= EXERCISE GOAL =
In the passage on the book British Cultural Identities, what readers does the reviewer say the book is aimed at?

British Cultural Identities assesses the degree to which being British impinges on the identity of the many people who live in Britain, analysing contemporary British identity through the various and changing ways in which people who live in the UK position themselves and are positioned by their culture today. This new edition is updated to include discussion of key events and societal shifts such as the 2016 ‘Brexit’ referendum, the 2015 British General Election, the growing emphasis on devolution, the 2012 Olympic Games, the new generation of royals, UKIP and the Euro crisis, the response to fundamentalism and the proliferation of social networking. Using examples from contemporary and popular culture, chapters cover a range of intersecting themes ■ place and environment ■ education, work and leisure ■ gender, sex and the family ■ youth culture and style ■ class and politics ■ ethnicity and language ■ religion ■ heritage. Accessible in style, illustrated with photographs, tables and timelines and containing discussion questions, cultural examples and suggestions for further resources at the end of each chapter, British Cultural Identities is the perfect introductory text for students of contemporary British society.
I studied abroad in London in Spring 1999, and one of our instructors, a British sociologist whose favorite saying was "the Queen rayns but she does not roo'" (= "the Queen reigns but she does not rule"), gave us a couple chapters out of this to read. I recently rediscovered them in my bin of college stuff (thanks to pandemic cleaning-out) and found the content to be either 1) still accurate, or 2) of historical interest, so I bought a cheap copy of the book online. I was surprised to find that my fellow study-abroad students and I were the target market for it--it's aimed at "overseas students of English language and British culture" (p. xviii). This explains why I understood 95% of it, I suppose.
Yes, Diana was still alive when this was published. Also, note the very 1997 observation that "CD Rom, the internet, virtual reality, faxes, pagers and mobile phones have contributed to the increased access to knowledge and the simultaneous location of culture in the home" (p. 325). So some of it is certainly dated--although, as with the discussion of growing minority populations in the UK, for example, the dated content often hints at much greater changes to come in British society.
However, the book helped me understand some persistent characteristics of British society. For example, the concept of "passive belief" was helpful shorthand for the phenomenon of many Brits identifying with the Church of England and Christianity on some level, but not being active Christians or members of the CoE.
Finally, in 2016 I was in Britain for a music workshop, at which I shared a hotel room with a British woman I hadn't met before. We discovered that we couldn't talk about "telly" because she watched mostly American shows (a trend described in this book!), while I tend to watch British ones. There was definitely some fretting about the influence of American culture on Britain in this book--another trend that was really only getting started at that point, for good or ill.

(Data items)
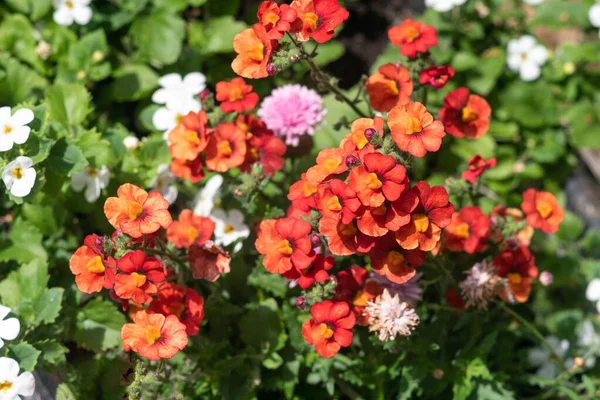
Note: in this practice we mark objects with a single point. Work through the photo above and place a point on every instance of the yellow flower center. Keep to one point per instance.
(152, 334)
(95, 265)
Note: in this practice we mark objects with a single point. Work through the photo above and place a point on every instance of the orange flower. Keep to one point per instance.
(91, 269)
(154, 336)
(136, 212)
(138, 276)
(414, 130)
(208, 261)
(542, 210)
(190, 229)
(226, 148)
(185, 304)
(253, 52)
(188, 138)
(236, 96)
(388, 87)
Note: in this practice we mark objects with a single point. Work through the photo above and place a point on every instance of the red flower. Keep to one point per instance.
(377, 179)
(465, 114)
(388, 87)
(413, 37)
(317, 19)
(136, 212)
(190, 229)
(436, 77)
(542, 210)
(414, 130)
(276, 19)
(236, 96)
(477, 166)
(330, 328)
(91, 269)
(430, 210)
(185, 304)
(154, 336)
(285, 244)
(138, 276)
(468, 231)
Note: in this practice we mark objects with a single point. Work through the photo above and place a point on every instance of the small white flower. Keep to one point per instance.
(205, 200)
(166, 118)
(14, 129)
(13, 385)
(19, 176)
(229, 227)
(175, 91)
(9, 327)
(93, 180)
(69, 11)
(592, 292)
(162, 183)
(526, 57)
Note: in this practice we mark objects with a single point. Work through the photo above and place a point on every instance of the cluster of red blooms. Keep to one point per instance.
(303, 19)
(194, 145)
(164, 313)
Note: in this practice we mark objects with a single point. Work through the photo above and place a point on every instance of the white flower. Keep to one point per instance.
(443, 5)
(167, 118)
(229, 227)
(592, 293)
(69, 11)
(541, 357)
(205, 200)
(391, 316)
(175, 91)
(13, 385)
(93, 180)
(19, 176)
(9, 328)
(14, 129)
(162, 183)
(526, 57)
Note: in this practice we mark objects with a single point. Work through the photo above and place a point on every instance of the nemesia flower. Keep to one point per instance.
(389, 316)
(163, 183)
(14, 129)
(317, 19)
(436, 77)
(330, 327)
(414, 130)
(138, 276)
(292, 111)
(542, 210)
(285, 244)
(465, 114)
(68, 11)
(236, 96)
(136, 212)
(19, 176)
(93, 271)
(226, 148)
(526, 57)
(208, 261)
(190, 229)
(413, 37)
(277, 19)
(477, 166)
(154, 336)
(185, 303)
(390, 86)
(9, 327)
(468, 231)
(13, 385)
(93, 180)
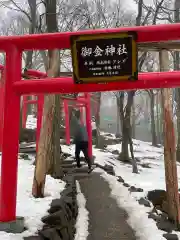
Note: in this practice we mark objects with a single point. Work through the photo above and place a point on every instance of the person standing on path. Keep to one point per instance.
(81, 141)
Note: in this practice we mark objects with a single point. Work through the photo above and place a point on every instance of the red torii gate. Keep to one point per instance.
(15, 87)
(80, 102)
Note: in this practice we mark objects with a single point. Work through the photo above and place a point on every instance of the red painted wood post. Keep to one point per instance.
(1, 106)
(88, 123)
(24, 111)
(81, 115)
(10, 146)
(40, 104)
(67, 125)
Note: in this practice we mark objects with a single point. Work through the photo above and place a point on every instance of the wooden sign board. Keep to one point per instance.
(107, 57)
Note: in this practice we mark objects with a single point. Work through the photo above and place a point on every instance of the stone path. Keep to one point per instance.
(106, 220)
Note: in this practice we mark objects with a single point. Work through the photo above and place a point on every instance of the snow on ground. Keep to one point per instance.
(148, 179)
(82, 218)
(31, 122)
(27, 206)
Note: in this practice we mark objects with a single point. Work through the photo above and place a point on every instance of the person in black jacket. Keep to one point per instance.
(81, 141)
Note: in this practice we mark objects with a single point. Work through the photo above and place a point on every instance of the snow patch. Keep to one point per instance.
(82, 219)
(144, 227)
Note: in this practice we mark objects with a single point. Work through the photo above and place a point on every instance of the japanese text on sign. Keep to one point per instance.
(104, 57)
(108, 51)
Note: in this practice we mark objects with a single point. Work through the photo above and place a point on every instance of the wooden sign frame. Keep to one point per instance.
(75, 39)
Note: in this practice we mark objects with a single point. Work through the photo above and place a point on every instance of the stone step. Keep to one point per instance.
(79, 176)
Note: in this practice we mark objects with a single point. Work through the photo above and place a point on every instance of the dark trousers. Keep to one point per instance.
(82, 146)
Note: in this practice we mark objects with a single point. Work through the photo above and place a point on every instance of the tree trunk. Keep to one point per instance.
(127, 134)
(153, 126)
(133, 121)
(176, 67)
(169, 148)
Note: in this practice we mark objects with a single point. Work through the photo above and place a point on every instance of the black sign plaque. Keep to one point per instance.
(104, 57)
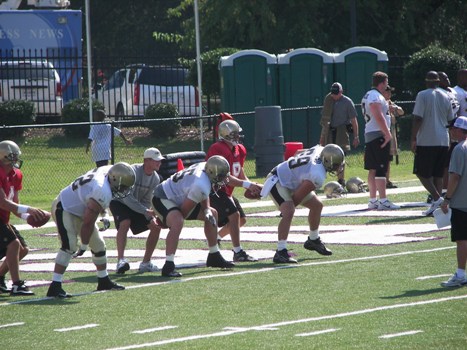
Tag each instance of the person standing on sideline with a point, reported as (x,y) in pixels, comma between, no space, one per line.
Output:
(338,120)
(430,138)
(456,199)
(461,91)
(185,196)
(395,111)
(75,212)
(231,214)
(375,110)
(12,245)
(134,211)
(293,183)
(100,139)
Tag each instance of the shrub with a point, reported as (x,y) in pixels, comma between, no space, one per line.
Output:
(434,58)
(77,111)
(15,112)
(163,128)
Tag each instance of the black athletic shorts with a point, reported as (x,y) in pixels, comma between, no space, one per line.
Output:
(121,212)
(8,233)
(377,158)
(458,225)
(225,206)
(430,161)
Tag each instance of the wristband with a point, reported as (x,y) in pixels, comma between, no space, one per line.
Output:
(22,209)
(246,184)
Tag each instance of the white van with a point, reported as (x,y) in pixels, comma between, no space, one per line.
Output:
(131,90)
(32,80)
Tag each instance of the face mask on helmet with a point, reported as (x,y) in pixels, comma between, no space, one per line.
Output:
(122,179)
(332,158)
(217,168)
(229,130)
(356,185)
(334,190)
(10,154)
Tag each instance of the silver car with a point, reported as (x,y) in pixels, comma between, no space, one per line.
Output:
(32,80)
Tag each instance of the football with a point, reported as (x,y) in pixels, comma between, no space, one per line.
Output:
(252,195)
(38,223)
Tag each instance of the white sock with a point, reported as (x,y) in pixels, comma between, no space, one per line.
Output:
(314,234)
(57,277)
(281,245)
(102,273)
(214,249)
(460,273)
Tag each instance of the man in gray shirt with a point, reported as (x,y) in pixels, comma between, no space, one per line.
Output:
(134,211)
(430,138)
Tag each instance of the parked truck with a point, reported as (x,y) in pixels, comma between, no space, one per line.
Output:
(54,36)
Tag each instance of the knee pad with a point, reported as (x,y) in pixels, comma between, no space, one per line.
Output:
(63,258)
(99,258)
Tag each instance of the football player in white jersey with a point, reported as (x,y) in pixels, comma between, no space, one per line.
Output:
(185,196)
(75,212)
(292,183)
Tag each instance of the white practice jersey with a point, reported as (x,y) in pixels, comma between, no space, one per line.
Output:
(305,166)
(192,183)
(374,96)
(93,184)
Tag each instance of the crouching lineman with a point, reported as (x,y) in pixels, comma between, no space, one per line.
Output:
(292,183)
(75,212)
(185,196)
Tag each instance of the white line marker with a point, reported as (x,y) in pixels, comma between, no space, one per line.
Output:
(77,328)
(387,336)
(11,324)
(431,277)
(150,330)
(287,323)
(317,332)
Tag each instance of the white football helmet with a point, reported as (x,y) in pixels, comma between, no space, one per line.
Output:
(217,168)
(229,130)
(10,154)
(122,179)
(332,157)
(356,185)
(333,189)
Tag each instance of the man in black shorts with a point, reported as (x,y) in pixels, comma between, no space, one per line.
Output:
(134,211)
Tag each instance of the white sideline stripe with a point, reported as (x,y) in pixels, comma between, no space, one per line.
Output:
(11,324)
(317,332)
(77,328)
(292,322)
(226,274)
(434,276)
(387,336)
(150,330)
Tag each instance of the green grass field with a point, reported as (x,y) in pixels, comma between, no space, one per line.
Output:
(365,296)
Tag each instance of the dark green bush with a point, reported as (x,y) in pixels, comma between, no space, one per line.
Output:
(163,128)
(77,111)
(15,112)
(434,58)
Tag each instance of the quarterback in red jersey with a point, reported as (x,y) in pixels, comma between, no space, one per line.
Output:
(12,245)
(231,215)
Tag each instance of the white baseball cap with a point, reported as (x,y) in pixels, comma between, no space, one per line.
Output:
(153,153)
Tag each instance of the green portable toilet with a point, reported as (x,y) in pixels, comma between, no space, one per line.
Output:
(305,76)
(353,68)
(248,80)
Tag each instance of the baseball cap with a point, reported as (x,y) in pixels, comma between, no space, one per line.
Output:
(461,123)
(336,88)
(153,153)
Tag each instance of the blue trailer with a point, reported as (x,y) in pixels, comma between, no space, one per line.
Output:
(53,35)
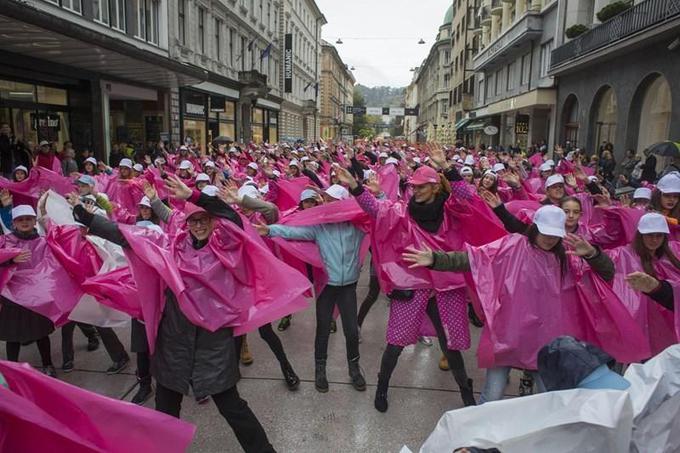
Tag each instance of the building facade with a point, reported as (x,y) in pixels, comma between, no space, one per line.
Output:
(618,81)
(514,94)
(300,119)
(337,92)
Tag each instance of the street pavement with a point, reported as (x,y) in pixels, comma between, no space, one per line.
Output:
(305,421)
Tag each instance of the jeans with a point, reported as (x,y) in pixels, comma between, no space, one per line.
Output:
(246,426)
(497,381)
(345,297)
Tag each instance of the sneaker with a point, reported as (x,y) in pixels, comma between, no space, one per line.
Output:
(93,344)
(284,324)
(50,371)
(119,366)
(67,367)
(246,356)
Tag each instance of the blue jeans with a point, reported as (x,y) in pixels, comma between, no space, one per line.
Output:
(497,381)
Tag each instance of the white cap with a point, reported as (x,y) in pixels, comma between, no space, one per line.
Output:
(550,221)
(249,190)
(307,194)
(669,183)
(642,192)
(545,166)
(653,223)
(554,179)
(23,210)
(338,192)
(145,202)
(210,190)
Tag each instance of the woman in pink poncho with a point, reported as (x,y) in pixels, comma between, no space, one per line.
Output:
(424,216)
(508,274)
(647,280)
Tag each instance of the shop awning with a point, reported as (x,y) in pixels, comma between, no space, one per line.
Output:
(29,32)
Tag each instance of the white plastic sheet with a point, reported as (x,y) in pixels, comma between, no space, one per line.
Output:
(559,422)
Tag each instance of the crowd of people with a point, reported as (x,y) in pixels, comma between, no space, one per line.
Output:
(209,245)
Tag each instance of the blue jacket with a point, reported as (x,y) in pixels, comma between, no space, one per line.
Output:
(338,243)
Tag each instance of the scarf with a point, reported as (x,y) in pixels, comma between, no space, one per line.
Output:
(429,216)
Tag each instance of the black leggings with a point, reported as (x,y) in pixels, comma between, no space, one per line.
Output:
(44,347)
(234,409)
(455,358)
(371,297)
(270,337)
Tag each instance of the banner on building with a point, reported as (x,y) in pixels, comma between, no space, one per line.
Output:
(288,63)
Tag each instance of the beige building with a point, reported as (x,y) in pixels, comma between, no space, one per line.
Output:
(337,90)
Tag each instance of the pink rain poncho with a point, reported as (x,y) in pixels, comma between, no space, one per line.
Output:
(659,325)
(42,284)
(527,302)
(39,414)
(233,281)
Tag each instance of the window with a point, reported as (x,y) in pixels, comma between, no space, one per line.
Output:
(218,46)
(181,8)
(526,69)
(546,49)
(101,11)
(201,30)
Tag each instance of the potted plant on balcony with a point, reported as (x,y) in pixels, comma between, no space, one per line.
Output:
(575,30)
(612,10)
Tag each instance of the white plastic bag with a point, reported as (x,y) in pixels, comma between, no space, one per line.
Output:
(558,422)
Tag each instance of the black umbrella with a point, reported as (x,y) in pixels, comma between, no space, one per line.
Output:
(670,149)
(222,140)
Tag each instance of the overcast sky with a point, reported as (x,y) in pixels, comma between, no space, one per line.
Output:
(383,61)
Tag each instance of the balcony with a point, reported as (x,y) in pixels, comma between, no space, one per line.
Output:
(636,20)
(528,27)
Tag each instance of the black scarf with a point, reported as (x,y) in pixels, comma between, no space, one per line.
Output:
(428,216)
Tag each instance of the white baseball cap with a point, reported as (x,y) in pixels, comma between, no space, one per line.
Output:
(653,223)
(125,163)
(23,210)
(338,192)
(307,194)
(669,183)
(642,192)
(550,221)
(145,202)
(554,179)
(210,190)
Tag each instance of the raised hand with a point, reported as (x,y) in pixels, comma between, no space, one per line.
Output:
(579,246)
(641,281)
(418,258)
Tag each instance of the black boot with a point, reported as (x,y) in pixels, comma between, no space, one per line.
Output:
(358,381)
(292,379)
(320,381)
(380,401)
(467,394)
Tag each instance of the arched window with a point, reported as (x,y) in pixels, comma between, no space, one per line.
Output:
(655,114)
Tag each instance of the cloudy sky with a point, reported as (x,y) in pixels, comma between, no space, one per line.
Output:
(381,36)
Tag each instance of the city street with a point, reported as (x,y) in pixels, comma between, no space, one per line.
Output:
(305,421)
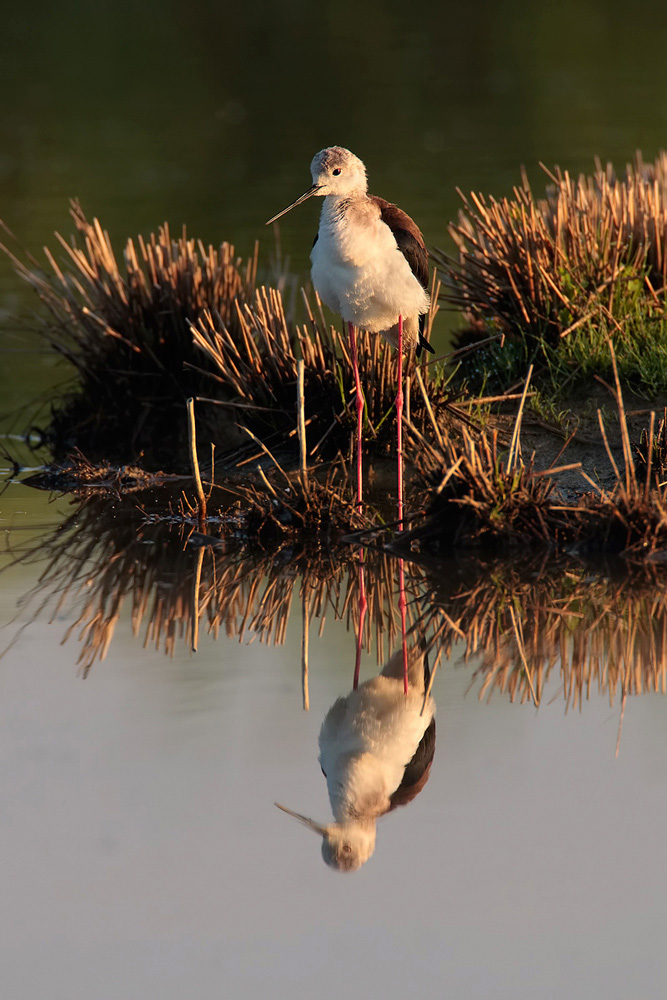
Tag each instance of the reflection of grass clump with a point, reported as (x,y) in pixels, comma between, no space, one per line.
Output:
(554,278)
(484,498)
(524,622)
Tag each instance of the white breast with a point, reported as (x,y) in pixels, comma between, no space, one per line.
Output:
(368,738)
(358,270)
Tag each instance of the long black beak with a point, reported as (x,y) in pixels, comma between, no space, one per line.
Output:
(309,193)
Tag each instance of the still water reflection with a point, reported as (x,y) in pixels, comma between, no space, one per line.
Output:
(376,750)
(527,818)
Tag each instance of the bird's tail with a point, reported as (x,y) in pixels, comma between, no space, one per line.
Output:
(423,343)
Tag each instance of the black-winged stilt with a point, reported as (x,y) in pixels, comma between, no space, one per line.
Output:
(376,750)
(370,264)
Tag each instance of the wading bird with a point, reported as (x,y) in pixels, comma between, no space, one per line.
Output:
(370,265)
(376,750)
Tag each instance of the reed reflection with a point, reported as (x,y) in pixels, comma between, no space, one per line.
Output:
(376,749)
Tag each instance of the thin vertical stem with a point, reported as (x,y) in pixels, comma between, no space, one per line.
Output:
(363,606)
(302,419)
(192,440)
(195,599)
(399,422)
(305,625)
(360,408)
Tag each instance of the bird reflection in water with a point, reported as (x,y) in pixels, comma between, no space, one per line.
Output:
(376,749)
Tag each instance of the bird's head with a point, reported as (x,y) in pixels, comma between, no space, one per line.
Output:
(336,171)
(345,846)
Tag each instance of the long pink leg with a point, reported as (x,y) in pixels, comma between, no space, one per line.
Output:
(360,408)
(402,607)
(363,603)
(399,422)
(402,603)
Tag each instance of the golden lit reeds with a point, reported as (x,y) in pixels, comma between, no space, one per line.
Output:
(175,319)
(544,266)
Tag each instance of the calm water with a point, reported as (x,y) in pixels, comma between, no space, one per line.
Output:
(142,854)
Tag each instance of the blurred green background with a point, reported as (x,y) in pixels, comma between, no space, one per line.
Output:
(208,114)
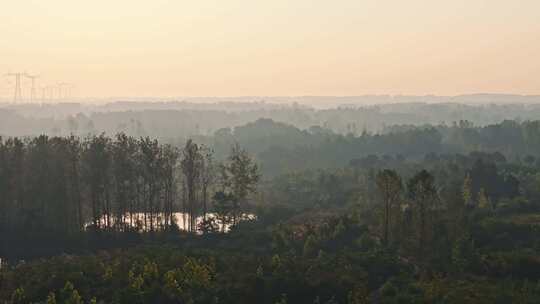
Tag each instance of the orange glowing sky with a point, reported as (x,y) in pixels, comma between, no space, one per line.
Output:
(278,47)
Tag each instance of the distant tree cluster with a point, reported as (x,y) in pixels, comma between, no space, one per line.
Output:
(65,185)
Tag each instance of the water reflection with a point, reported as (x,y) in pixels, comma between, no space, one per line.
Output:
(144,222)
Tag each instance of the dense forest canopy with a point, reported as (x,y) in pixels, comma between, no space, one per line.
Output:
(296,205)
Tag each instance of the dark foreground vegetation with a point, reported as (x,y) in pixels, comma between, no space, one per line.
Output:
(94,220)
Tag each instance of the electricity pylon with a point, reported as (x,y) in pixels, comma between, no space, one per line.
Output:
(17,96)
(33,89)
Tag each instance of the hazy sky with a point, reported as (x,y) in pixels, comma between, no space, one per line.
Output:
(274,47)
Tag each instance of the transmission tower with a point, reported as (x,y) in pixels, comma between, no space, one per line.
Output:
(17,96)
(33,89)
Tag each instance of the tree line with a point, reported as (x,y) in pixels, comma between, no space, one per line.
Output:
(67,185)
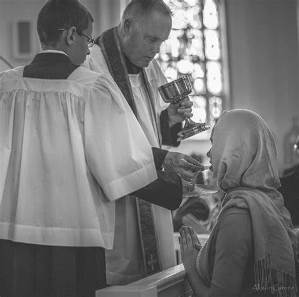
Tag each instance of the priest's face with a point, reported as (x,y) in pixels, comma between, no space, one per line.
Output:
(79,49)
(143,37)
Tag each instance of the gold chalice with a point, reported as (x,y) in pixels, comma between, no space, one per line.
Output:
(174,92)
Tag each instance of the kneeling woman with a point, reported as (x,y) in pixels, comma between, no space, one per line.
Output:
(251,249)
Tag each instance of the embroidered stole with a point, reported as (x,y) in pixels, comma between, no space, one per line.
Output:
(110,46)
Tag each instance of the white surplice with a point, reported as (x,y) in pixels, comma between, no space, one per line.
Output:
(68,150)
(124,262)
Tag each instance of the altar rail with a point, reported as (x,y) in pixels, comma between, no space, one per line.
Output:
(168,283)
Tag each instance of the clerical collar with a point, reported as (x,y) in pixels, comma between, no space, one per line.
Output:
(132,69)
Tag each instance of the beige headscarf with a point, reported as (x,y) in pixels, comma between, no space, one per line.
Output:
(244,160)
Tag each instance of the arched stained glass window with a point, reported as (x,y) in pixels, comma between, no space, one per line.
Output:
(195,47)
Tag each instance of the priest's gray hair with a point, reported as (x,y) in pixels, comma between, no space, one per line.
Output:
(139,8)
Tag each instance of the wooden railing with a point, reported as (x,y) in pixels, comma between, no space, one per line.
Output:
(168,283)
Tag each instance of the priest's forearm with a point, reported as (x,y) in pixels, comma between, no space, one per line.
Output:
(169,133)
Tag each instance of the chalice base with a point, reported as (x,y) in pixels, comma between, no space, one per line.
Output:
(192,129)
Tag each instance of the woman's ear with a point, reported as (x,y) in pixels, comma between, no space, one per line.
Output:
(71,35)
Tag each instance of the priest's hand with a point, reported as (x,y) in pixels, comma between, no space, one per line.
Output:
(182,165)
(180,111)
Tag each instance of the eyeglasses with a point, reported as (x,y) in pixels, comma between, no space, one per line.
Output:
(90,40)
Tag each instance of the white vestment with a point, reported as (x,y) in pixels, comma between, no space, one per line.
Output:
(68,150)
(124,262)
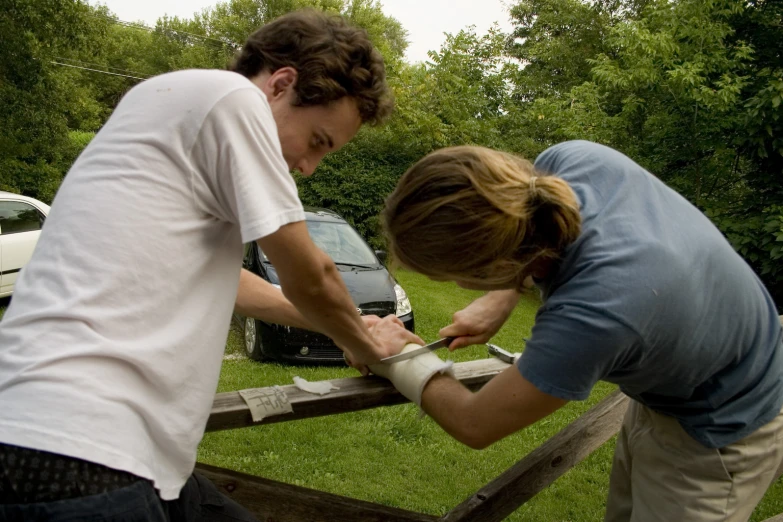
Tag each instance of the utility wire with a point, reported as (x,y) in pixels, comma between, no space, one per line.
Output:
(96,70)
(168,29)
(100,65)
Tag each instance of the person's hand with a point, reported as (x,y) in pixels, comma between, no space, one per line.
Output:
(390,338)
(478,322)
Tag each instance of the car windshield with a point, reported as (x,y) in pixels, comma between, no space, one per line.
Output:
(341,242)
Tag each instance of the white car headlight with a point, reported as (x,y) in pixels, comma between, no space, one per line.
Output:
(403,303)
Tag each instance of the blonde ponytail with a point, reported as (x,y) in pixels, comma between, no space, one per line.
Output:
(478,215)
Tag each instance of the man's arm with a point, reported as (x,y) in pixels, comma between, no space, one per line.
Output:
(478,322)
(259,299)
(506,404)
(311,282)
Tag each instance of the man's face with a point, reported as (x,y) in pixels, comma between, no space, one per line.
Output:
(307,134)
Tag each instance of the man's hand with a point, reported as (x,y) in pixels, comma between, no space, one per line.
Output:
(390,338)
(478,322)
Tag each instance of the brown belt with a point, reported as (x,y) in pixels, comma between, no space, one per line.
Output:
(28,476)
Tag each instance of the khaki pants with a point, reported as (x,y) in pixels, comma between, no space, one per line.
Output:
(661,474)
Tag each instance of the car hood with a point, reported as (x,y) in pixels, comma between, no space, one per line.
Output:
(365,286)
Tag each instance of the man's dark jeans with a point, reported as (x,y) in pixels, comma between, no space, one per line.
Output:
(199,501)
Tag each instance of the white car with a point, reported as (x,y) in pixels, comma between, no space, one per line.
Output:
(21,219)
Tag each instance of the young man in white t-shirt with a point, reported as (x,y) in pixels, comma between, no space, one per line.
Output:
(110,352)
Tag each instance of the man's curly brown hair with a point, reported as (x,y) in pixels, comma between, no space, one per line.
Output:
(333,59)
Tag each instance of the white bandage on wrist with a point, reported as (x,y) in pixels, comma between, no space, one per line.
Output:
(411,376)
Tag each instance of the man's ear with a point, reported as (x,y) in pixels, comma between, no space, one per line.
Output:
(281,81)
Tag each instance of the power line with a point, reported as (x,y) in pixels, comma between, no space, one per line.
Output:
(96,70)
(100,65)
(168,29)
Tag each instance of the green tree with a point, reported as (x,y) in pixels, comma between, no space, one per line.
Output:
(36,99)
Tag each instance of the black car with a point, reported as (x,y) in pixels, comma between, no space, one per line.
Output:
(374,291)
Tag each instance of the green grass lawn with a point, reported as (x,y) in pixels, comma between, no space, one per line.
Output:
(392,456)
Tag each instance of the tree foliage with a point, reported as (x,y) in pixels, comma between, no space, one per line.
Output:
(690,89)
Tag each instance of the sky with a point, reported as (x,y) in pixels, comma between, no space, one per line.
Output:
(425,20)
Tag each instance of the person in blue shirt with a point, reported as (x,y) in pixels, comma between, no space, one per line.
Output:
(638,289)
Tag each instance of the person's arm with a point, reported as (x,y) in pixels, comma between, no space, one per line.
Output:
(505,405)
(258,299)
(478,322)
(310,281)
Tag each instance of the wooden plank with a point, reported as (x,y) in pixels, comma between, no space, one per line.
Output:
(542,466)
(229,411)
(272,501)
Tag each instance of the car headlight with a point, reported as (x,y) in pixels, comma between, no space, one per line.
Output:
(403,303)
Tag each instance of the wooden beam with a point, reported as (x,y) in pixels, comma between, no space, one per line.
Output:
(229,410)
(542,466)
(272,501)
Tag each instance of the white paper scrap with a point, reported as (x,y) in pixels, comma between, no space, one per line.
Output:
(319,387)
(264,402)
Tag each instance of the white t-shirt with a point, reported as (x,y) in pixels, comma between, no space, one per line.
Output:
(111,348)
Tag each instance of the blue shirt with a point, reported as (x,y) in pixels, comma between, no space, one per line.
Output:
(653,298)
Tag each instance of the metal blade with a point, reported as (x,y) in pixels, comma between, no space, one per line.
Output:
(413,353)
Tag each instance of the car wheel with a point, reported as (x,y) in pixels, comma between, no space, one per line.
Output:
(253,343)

= EXERCISE RESULT =
Overseas students of English language and British culture.